------ Excerpt to read ------

Swami Yatiswarananda, known as Suresh Chandra Bhattacharya in his pre-monastic life, was born on Wednesday, the 16th January, 1889 in his maternal uncle’s house, in a village named Nandanpur in the District of Pabna, which is now in East Pakistan. His father, Ishan Chandra Bhattacharya, a teacher in a Government School, was a devout Brahmin and his mother Bidhumukhi Devi too was a pious lady and he was fortunate in being born in a religious family.
He had his early education in Jalpaiguri and Bogra and passed the Entrance examination from a school in Rangpur. He studied at Rajsahi and Cooch-behar colleges and afterwards at the Bangabasi College, Calcutta. Finally, he got admitted into the Presidency College, Calcutta, from where he passed the B.A. examination, securing a gold medal for having stood first in Sanskrit in the Calcutta University. He continued his post-graduate studies in Chemistry up to the sixth year, but did not come out successful, obviously because of his indifference to his studies. At this time, he was being filled with the spirit of renunciation as a result of his contact with the direct disciples of Sri Ramakrishna at the Belur Math. His parents naturally wanted him to lead a householder’s life, but he plainly told his mother some day towards the end of 1911 that he was going to join the Ramakrishna Order to attain God-realisation and that, if he failed in his mission, he would surely come back and accede to their wishes.

------ Extracted data ------

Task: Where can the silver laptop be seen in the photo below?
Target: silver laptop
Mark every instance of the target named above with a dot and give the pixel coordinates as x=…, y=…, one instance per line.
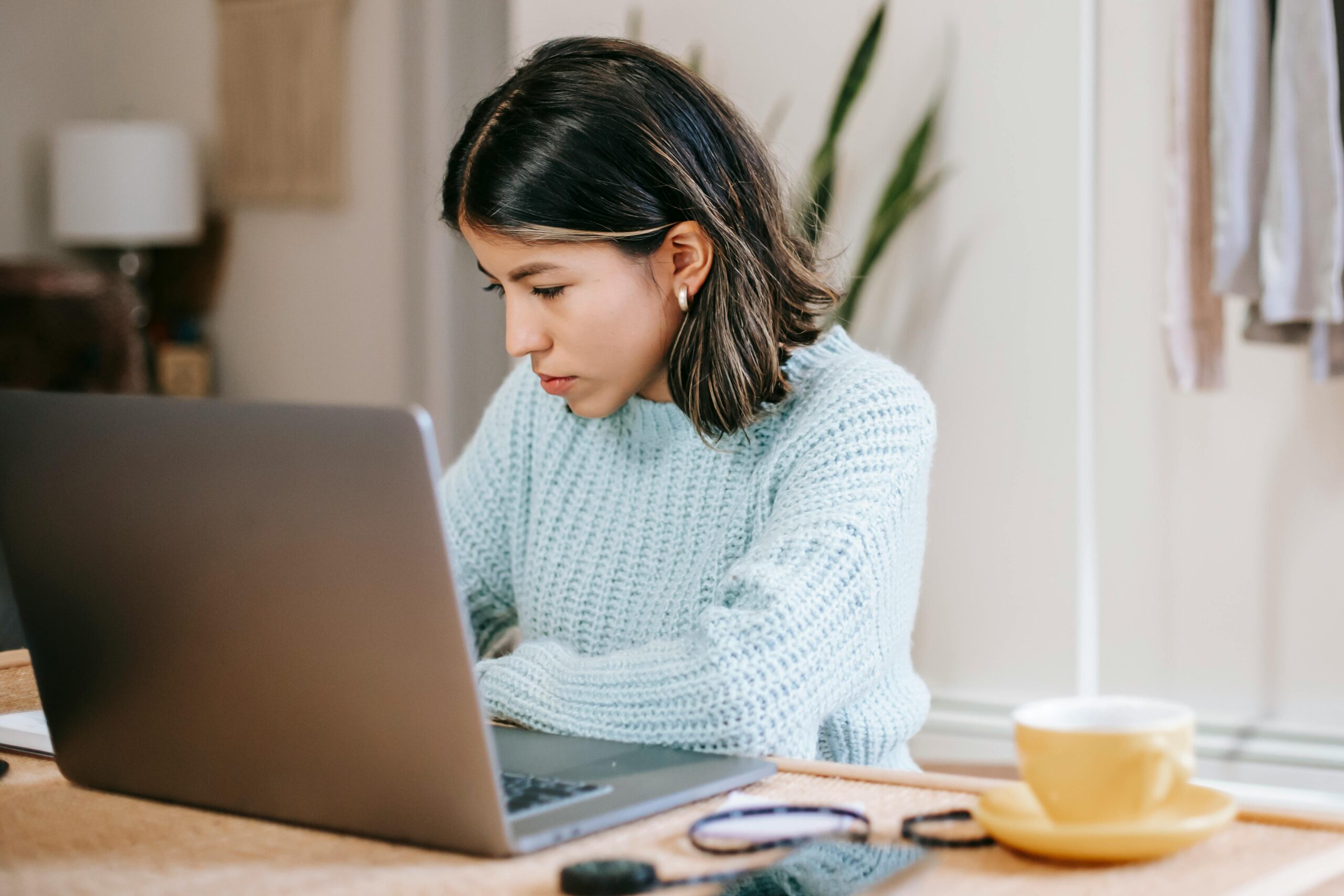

------
------ Extracted data ------

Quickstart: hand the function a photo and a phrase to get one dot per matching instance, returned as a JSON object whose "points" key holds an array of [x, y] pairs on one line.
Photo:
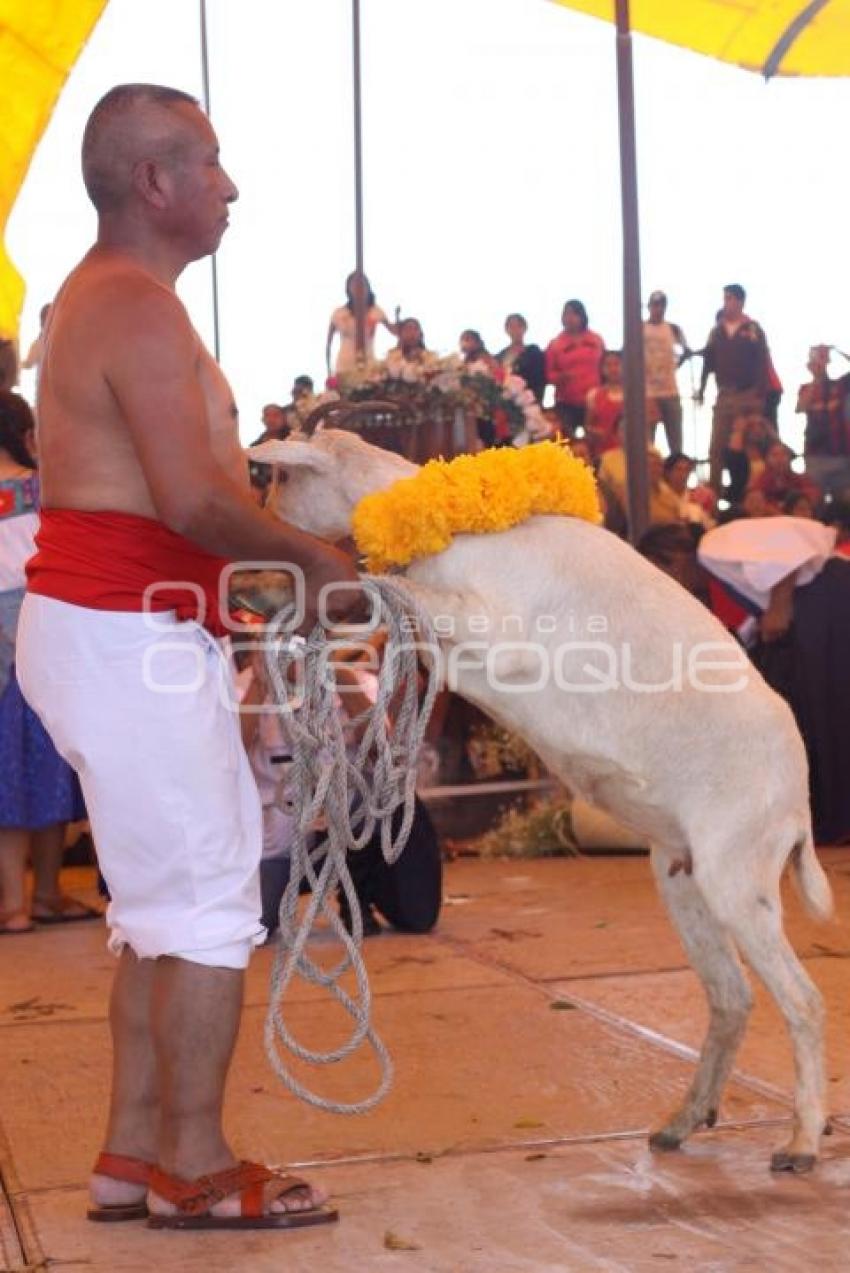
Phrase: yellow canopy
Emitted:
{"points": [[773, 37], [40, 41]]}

------

■ **Tasks**
a) Please reproduce the stretch of the Swami Yatiswarananda biography from "Swami Yatiswarananda, known" through "a religious family.", switching "Wednesday" to "Thursday".
b) Extend the Swami Yatiswarananda biography onward from its final sentence.

■ **Your written answers**
a)
Swami Yatiswarananda, known as Suresh Chandra Bhattacharya in his pre-monastic life, was born on Thursday, the 16th January, 1889 in his maternal uncle’s house, in a village named Nandanpur in the District of Pabna, which is now in East Pakistan. His father, Ishan Chandra Bhattacharya, a teacher in a Government School, was a devout Brahmin and his mother Bidhumukhi Devi too was a pious lady and he was fortunate in being born in a religious family.

b)
With the little money that his parents gave him he came straight to the Belur Math and joined the Order in 1911 at the age of 22. He was an initiated disciple of Srimat Swami Brahmanandaji Maharaj, one of the direct disciples of Sri Ramakrishna, and was invested with Sannyasa by him in 1917 at Madras.
In 1921 he became the Editor of Prabuddha Bharata, in which capacity he continued for two years. Thereafter, he was made the President of the Sri Ramkrishna Ashrama at Bombay for about a year. In 1926 he was appointed President of the Madras Math and he continued as such up to 1933. In 1928 he was made a Trustee of the Belur Math and a member of the Governing Body of the Ramakrishna Mission. At the invitation of a group of earnest souls, he was deputed to Weisbaden in the Rhineland (Germany ) where he arrived in November, 1933. From the winter of 1935 to the end of 1938 he extended his activity to Switzerland, forming study circles at St. Moritz, and later at Geneva and other places, and also worked for several months at the Hague, in Holland, as also in Paris and London. In 1940, at the beginning of the Second World War, he left Germany and went to U.S.A. There, in December, 1942, he was able to start a Vedanta Centre at Philadelphia and was the head of that Centre up to1949. He returned to India in 1950 from the U.S.A. via Europe. In 1951 he became the President of the Bangalore Ashrama, and in view of his sterling spiritual attainments, he was authorised by the Trustees of the Belur Math in 1952 to give initiation to spiritual aspirants. In 1962 he was elected Vice-President of the Ramkrishna Math and Mission.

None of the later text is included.